● Objective
Render all of the data below as a JSON list of strings, one string per line, with blank lines and pictures omitted.

[Coordinate-labeling data]
####

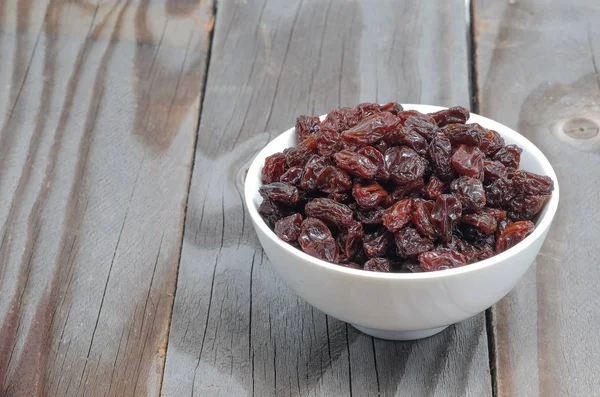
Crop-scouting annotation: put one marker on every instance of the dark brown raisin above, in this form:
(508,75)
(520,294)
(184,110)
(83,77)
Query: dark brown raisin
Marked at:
(499,193)
(328,142)
(270,212)
(371,129)
(329,211)
(468,160)
(280,192)
(468,134)
(316,240)
(274,167)
(446,211)
(369,195)
(529,183)
(470,192)
(288,228)
(356,164)
(509,155)
(491,142)
(455,115)
(421,218)
(493,170)
(398,215)
(524,207)
(440,154)
(306,126)
(376,244)
(382,265)
(513,234)
(293,175)
(403,165)
(410,243)
(441,259)
(483,221)
(435,188)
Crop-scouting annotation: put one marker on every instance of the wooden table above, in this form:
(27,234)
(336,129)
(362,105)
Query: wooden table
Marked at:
(127,264)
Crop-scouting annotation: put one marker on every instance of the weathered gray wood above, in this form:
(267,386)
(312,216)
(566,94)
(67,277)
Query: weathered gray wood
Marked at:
(98,116)
(237,329)
(538,73)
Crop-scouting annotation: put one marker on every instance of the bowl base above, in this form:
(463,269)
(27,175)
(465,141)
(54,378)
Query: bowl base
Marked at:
(400,335)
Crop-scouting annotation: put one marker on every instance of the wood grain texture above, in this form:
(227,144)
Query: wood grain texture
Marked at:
(538,73)
(237,330)
(98,117)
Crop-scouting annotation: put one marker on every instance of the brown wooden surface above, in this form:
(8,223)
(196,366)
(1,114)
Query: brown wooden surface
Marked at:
(237,330)
(537,64)
(99,103)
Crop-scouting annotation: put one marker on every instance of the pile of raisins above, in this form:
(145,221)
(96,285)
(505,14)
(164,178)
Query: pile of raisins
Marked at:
(384,189)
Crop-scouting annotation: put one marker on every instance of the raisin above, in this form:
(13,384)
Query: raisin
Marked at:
(376,244)
(316,240)
(270,212)
(526,206)
(342,119)
(529,183)
(288,228)
(280,192)
(403,165)
(329,211)
(328,142)
(440,154)
(369,196)
(370,217)
(446,211)
(398,215)
(422,124)
(493,170)
(409,266)
(513,234)
(340,197)
(312,170)
(306,126)
(509,155)
(435,187)
(483,221)
(421,218)
(468,134)
(333,180)
(491,142)
(410,243)
(455,115)
(441,259)
(293,175)
(349,241)
(470,192)
(274,167)
(410,189)
(376,157)
(371,129)
(410,138)
(392,107)
(468,160)
(356,164)
(351,265)
(499,193)
(378,265)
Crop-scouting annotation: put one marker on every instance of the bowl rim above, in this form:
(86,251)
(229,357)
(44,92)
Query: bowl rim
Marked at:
(542,226)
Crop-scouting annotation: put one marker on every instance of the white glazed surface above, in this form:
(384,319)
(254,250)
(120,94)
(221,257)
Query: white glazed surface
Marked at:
(403,301)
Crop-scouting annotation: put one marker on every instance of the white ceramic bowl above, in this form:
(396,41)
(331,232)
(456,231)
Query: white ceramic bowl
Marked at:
(403,306)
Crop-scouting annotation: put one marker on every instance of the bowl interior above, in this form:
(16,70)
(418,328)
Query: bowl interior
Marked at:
(532,159)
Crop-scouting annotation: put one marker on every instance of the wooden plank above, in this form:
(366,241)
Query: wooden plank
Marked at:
(236,328)
(98,130)
(538,73)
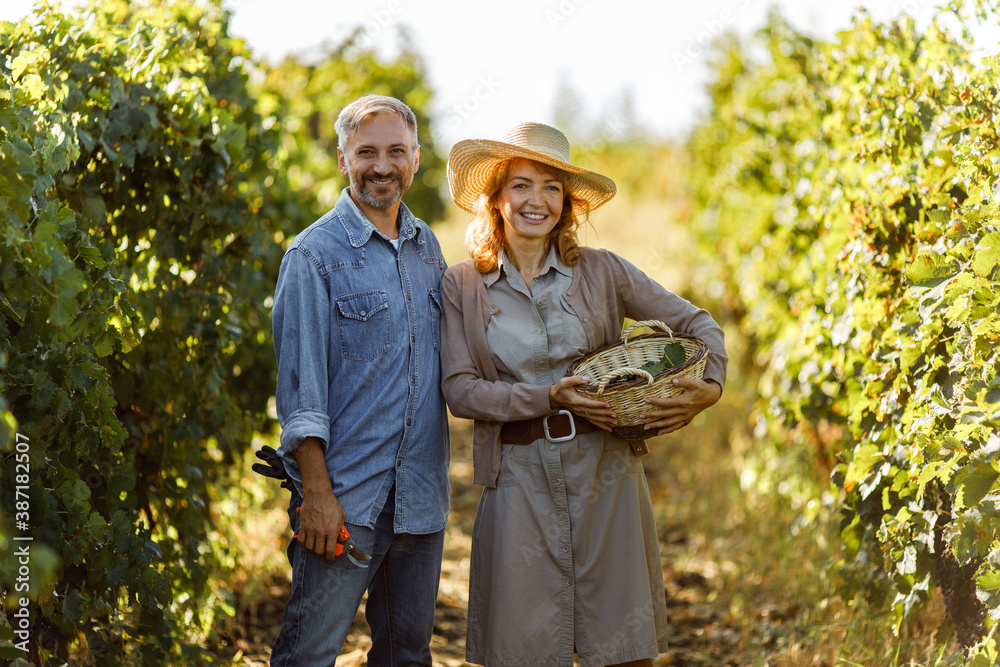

####

● Solution below
[
  "Crop-scouting annotation: put one marker on every instance of the dark brown raisin above, in this form:",
  "(508,75)",
  "(520,294)",
  "(184,110)",
  "(83,77)",
  "Query: dark brown raisin",
  "Marked at:",
  "(499,193)",
  "(328,142)",
  "(270,212)",
  "(371,129)",
  "(329,211)",
  "(468,160)",
  "(280,192)",
  "(468,134)",
  "(316,240)",
  "(274,167)",
  "(446,211)",
  "(369,195)",
  "(529,183)",
  "(470,192)",
  "(288,228)",
  "(356,164)",
  "(509,155)",
  "(491,142)",
  "(455,115)",
  "(421,218)",
  "(493,170)",
  "(398,215)",
  "(524,207)",
  "(440,154)",
  "(306,126)",
  "(376,244)",
  "(382,265)",
  "(513,234)",
  "(293,175)",
  "(403,165)",
  "(410,243)",
  "(441,259)",
  "(483,221)",
  "(435,188)",
  "Crop-scouting annotation: put one marker on every instance of the wooden table above, in this form:",
  "(27,234)",
  "(336,129)",
  "(362,105)",
  "Query: wooden table",
  "Marked at:",
  "(127,264)",
  "Crop-scouting annotation: put one marker on every instance of the weathered gray wood above, in this form:",
  "(267,386)",
  "(312,216)",
  "(566,94)",
  "(67,277)",
  "Query: weathered gray wood",
  "Marked at:",
  "(98,116)",
  "(237,329)",
  "(538,73)",
  "Crop-scouting annotation: put one marker on every instance of the bowl base above, in this form:",
  "(463,269)",
  "(27,175)",
  "(465,141)",
  "(54,378)",
  "Query: bowl base",
  "Marked at:",
  "(400,335)",
  "Crop-scouting annotation: put one marker on every instance of the wood grain texture above, in this form:",
  "(227,144)",
  "Query: wood grain texture",
  "Marked at:",
  "(538,73)",
  "(237,330)",
  "(98,117)",
  "Crop-scouting annotation: put one marker on every instance of the brown wooden surface above, in this form:",
  "(8,223)",
  "(196,366)",
  "(1,114)",
  "Query: brown wooden surface",
  "Marked at:",
  "(237,330)",
  "(537,64)",
  "(99,103)",
  "Crop-scouting annotation: put one marker on every instance of the pile of raisins above, in this form:",
  "(145,221)",
  "(96,285)",
  "(505,14)",
  "(164,178)",
  "Query: pile of raisins",
  "Marked at:",
  "(384,189)",
  "Crop-scouting annotation: put one marker on every instance of the raisin above, in this form:",
  "(13,384)",
  "Query: raisin",
  "Marked at:",
  "(376,244)",
  "(316,240)",
  "(270,212)",
  "(526,206)",
  "(342,119)",
  "(529,183)",
  "(288,228)",
  "(280,192)",
  "(403,165)",
  "(329,211)",
  "(328,142)",
  "(440,154)",
  "(369,196)",
  "(370,217)",
  "(446,211)",
  "(398,215)",
  "(422,124)",
  "(493,170)",
  "(409,266)",
  "(513,234)",
  "(340,197)",
  "(312,170)",
  "(306,126)",
  "(509,155)",
  "(435,187)",
  "(483,221)",
  "(421,218)",
  "(468,134)",
  "(333,180)",
  "(491,142)",
  "(410,243)",
  "(455,115)",
  "(441,259)",
  "(293,175)",
  "(349,241)",
  "(470,192)",
  "(274,167)",
  "(410,189)",
  "(376,157)",
  "(371,129)",
  "(410,138)",
  "(392,107)",
  "(468,160)",
  "(356,164)",
  "(351,265)",
  "(499,193)",
  "(378,265)",
  "Crop-scouting annotation: put one marker on every instance of the bowl rim above, in this form:",
  "(86,251)",
  "(229,357)",
  "(44,92)",
  "Query: bowl rim",
  "Marked at:",
  "(542,226)",
  "Crop-scouting annotation: put one marker on every instance of the white glazed surface above, in this form:",
  "(384,319)",
  "(254,250)",
  "(120,94)",
  "(221,257)",
  "Query: white glazed surface",
  "Marked at:",
  "(403,301)",
  "Crop-scouting annotation: put one marker on every instance of the white ceramic bowl above, in this form:",
  "(396,41)",
  "(331,232)",
  "(456,231)",
  "Query: white ceramic bowl",
  "Marked at:",
  "(403,306)",
  "Crop-scouting annotation: put one marker on every instance of the bowl interior above, in this form:",
  "(16,70)",
  "(418,328)",
  "Query: bowl interior",
  "Marked at:",
  "(532,159)",
  "Crop-scouting annotation: put one marker on every instance of the wooden plank above, in this form:",
  "(366,241)",
  "Query: wooden plank",
  "Marked at:",
  "(236,328)",
  "(98,130)",
  "(538,73)"
]